TASK GOAL :: Output the data that follows, keeping every line identical.
*** Opening GIVEN ENTRIES ***
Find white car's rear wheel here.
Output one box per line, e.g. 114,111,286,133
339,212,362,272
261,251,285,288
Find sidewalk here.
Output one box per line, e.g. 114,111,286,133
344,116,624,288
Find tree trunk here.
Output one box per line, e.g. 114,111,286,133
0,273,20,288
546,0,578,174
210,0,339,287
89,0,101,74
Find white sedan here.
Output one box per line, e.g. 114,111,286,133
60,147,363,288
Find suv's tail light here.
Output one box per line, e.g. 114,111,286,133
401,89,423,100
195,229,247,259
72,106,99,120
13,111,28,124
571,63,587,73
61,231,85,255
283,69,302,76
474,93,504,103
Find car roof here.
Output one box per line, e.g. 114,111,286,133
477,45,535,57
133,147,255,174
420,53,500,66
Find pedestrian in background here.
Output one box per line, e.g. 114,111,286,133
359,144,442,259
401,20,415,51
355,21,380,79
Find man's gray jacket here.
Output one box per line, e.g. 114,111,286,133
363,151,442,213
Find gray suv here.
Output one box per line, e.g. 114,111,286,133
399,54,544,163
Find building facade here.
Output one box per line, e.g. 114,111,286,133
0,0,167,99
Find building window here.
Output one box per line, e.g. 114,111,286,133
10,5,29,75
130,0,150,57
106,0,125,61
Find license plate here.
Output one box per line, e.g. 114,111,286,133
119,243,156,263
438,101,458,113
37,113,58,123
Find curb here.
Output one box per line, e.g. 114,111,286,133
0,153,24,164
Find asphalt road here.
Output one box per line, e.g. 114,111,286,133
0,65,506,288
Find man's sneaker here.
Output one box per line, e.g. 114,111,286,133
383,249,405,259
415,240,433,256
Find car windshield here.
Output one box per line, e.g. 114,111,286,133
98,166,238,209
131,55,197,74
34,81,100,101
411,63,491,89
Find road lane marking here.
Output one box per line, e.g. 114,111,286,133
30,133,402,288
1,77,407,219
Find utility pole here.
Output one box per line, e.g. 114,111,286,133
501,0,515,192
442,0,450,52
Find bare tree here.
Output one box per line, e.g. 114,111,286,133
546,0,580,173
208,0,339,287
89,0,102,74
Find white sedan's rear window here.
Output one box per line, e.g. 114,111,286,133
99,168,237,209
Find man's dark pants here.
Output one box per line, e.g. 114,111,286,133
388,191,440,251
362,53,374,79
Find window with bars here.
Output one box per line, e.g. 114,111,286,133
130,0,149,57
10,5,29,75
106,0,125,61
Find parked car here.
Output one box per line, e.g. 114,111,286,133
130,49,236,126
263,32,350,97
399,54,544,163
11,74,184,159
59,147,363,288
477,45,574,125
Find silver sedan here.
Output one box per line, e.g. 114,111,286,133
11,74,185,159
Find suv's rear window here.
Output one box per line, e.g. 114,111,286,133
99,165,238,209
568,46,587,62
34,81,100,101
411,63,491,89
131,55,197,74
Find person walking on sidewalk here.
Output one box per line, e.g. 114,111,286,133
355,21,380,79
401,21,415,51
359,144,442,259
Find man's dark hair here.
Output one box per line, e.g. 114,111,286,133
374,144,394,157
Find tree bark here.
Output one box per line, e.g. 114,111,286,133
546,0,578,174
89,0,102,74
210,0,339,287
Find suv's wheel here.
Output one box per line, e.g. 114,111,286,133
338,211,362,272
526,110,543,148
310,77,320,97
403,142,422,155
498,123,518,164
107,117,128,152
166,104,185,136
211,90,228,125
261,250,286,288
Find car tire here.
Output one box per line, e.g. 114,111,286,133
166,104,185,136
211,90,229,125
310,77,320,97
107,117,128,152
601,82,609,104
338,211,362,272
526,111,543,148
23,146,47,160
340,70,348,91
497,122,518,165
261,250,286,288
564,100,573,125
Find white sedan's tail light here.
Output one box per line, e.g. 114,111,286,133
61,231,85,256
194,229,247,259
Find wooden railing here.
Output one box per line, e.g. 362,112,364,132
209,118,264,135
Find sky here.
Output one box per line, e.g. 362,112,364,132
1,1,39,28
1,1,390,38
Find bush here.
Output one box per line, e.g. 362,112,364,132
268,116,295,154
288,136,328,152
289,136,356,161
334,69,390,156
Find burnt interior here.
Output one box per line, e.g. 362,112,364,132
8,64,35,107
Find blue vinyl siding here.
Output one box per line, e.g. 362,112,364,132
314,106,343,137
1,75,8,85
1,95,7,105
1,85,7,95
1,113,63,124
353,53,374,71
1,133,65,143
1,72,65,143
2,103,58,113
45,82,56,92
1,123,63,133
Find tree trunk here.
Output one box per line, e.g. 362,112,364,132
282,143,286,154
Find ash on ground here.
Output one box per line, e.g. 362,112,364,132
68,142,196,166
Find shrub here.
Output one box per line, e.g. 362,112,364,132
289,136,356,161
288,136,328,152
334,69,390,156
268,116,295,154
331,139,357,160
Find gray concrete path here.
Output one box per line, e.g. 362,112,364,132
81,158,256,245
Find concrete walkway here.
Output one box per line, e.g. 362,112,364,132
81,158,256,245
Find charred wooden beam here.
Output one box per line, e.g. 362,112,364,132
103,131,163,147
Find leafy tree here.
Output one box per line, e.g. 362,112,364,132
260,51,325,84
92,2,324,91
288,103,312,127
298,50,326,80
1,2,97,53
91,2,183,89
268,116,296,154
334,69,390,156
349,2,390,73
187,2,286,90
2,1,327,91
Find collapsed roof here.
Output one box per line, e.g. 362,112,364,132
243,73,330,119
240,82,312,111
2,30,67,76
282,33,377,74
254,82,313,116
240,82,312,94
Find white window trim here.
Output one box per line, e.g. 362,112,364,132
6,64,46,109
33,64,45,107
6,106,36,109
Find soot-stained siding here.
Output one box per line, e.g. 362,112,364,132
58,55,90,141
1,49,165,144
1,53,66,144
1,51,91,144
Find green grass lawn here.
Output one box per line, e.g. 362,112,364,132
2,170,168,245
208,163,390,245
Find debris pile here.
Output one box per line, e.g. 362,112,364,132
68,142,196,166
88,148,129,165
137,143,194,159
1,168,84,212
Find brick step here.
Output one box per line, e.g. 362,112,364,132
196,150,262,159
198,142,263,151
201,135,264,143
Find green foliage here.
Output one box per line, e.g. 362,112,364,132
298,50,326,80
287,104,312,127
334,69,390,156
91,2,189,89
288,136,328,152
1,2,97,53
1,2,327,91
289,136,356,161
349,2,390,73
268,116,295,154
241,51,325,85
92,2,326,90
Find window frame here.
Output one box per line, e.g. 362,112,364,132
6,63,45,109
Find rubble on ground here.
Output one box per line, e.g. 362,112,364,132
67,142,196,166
*** Closing GIVEN ENTRIES ***
REPLY ::
Find white car's rear wheel here.
Output one box per line, e.g. 114,111,286,133
339,212,362,272
261,251,285,288
Find sidewalk here.
Output one box per line, e.g. 114,111,286,133
344,116,624,288
Find tree trunk here.
Output one box per line, e.g. 114,111,286,133
0,273,20,288
546,0,578,174
210,0,339,287
89,0,101,74
Find white sedan here.
Output one box per line, e.g. 114,111,286,133
60,147,363,288
Find suv's tail light here.
Output one box per line, e.g. 114,111,286,133
401,89,423,100
195,229,247,259
72,106,99,120
13,111,28,124
571,63,587,73
61,231,85,255
283,69,302,76
474,93,504,103
Find car roof here.
Output one box per line, e.g. 114,111,286,133
477,45,535,57
133,147,255,174
420,53,500,66
Find pedestrian in background here.
Output one box per line, e.g. 114,111,286,133
359,144,442,259
401,20,415,51
355,21,380,79
Find man's gray jacket here.
Output one box per line, e.g. 114,111,286,133
363,151,442,213
Find gray suv here.
Output one box per line, e.g. 114,111,286,133
399,54,544,163
Find building facade here.
Output one box per line, e.g. 114,111,286,133
0,0,167,99
Find building window here.
Output one box per line, e.g. 114,111,286,133
10,5,29,75
130,0,150,57
106,0,125,61
Find license plate here.
Output one box per line, e.g. 114,111,286,133
119,243,156,263
438,101,458,113
37,113,58,123
Find curb here.
Output one box per line, e.g. 114,111,286,133
0,153,24,164
Find asphalt road here.
Output one box per line, e.g. 114,111,286,133
0,65,506,288
Find man's sneaker here.
Output one box per line, e.g. 114,111,286,133
383,249,405,259
415,240,433,256
Find car windshield here.
Output one box per line, e.g. 114,111,286,133
98,166,238,209
131,55,197,74
34,81,100,101
411,63,491,89
Find road lane marking here.
Output one box per line, e.g. 114,111,286,133
30,133,402,288
1,77,407,219
Find utility pole here.
Output one box per line, e.g. 114,111,286,133
501,0,515,192
442,0,450,52
Find bare tree here.
Output one box per line, e.g. 114,111,286,133
546,0,580,173
208,0,339,287
89,0,102,74
Find white sedan's rear window here.
Output one box per line, e.g. 114,111,286,133
99,168,237,209
Find man's dark pants here.
Output one box per line, e.g. 114,111,286,133
388,191,440,251
362,53,374,79
Find window with bars here.
Output one box per line, e.g. 114,111,286,133
130,0,149,57
10,5,29,75
106,0,125,61
Find parked car here.
Output one box per line, e.g. 114,111,286,133
130,49,236,126
263,32,350,97
399,54,544,163
11,74,184,159
59,147,363,288
477,45,574,125
Find silver sedan here.
Output one box per line, e.g. 114,111,286,133
11,74,185,159
Find suv's rear window here.
Output one box per line, e.g. 114,111,286,133
99,165,238,209
568,46,587,62
34,81,100,101
411,63,491,89
131,55,197,74
Find person walking on sidewalk here.
Output one box per line, e.g. 114,111,286,133
355,21,380,79
401,21,415,51
359,144,442,259
Find man's dark hair here.
Output one box per line, e.g. 114,111,286,133
374,144,394,157
Find tree bark here.
Output one box per line, e.g. 114,111,286,133
546,0,578,174
89,0,102,74
210,0,339,287
Find suv's wheel here.
Output one box per line, e.g. 114,111,286,133
338,211,362,272
526,110,543,148
310,77,320,97
403,142,422,155
498,123,518,164
107,117,128,152
166,104,185,136
211,90,228,125
261,250,286,288
Find car tire here.
Output one box per line, e.g. 114,111,286,133
166,104,185,136
211,90,229,125
310,77,320,97
107,117,128,152
601,82,609,104
338,211,362,272
526,111,543,148
23,146,47,160
340,70,348,91
497,122,518,165
261,250,286,288
564,100,573,125
Find white sedan's tail light here.
Output one box per line, e.g. 114,111,286,133
61,231,85,256
194,229,247,259
Find wooden railing here.
Output one box per line, e.g. 362,112,364,132
209,118,264,135
Find sky here.
Output one box per line, e.g. 362,112,364,132
1,1,39,28
1,1,390,38
Find bush here.
Output one box per line, e.g. 362,112,364,132
268,116,295,154
288,136,328,152
289,136,356,161
334,69,390,156
Find burnt interior here.
Output one box per line, e.g. 362,112,364,132
8,64,35,107
Find blue vinyl siding here.
Output one box per line, e.g. 362,112,364,132
314,106,343,137
1,75,8,85
1,95,7,105
1,85,7,95
1,113,63,124
353,53,374,71
1,133,65,143
1,72,65,143
2,103,58,113
45,82,56,92
1,123,63,133
Find tree trunk here.
Output one box per line, e.g. 362,112,364,132
282,143,286,154
Find ash on ground here.
Output one box per line, e.g. 362,112,364,132
68,142,196,166
Find shrub here.
Output one box per line, e.g. 362,112,364,132
289,136,356,161
288,136,328,152
334,69,390,156
268,116,295,154
331,139,357,160
Find gray concrete path here.
Output one box per line, e.g. 362,112,364,132
81,158,256,245
Find concrete walkway here.
Output one box per line, e.g. 362,112,364,132
81,158,256,245
Find charred wooden beam here.
Output one box per line, e.g. 362,112,364,132
103,131,163,147
Find leafy tree here.
Output one box per line, e.g. 362,112,364,132
260,51,325,84
92,2,324,91
288,103,312,127
298,50,326,80
1,2,97,53
91,2,183,89
268,116,296,154
334,69,390,156
349,2,390,73
187,2,286,90
2,1,327,91
Find collapsed roof here.
Output one box per line, e.g. 362,112,364,132
243,73,330,119
240,82,312,111
2,30,67,76
282,33,377,74
254,82,313,116
240,82,312,94
Find white window trim here.
Output one box per line, e.g. 362,112,364,132
6,64,46,109
33,64,45,107
6,106,36,109
Find soot-stained siding here.
Output one box per line, e.g. 362,112,364,132
58,55,90,141
1,49,165,144
1,53,66,144
1,51,91,144
Find green grass lawn here.
Output one box per line, e.g. 362,112,364,132
2,170,168,245
208,163,390,245
Find debris pile here.
Output one box per line, e.g. 362,112,364,132
68,142,196,166
88,148,129,165
137,143,194,159
1,168,84,212
Find brick step here.
Output one box per line, e.g. 362,112,364,132
196,150,262,159
198,142,263,151
201,135,264,143
Find green foliage here.
Output one box per line, e.g. 362,112,364,132
298,50,326,80
287,104,312,127
334,69,390,156
91,2,189,89
288,136,328,152
1,2,97,53
1,2,327,91
289,136,356,161
349,2,390,73
268,116,295,154
241,51,325,85
92,2,326,90
Find window frame here.
Output one box per line, e.g. 362,112,364,132
6,63,45,109
Find rubble on ground here.
Output one box per line, e.g. 362,112,364,132
67,142,196,166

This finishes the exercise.